══ Excerpt

Global trade logjam looms as deadline set by unions for crew change ends

P Manoj Mumbai | Updated on June 15, 2020 Published on June 15, 2020

Local administration ignores rise in number of crew of members serving at sea beyod their contract period

Seafarers have been left to decide their next course of action as the deadline set by a global transport workers’ union, to resolve the crew change crisis facing the shipping industry, ended on Monday.

“Enough is enough; you have the right to return home,” the London-based International Transport Workers’ Federation (ITF) said in a statement posted on its website, while putting the ball in the seafarers court to choose what to do next.

“If you have finished your contract, then you have the right to be repatriated. If this is not possible then you would remain on board as a passenger. The consequences could be that the ship is unable to sail if the manning level is inadequate, but that is not the responsibility of the seafarers,” ITF said.

════
══ Stored data

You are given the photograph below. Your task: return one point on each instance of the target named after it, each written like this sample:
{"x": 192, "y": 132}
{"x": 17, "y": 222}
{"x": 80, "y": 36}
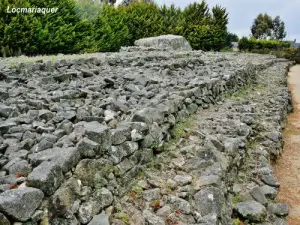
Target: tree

════
══ Stored data

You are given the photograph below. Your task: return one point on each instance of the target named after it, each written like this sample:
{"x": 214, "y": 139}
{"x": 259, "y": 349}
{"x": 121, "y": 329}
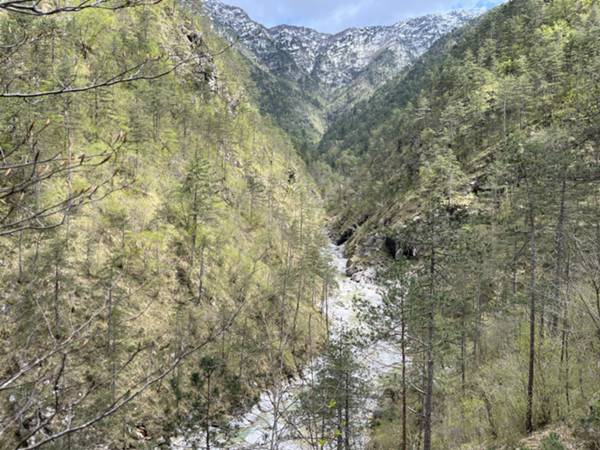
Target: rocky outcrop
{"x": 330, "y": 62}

════

== Questions ==
1. Answer these about the crew change article:
(a) In which city is the International Transport Workers' Federation based?
(b) On what day did the unions' deadline end?
(c) If repatriation is not possible, in what capacity does the ITF say a seafarer would remain on board?
2. Please copy the crew change article word for word, from "Global trade logjam" to "ended on Monday.".

== Answers below ==
1.
(a) London
(b) Monday
(c) As a passenger

2.
Global trade logjam looms as deadline set by unions for crew change ends

P Manoj Mumbai | Updated on June 15, 2020 Published on June 15, 2020

Local administration ignores rise in number of crew of members serving at sea beyod their contract period

Seafarers have been left to decide their next course of action as the deadline set by a global transport workers’ union, to resolve the crew change crisis facing the shipping industry, ended on Monday.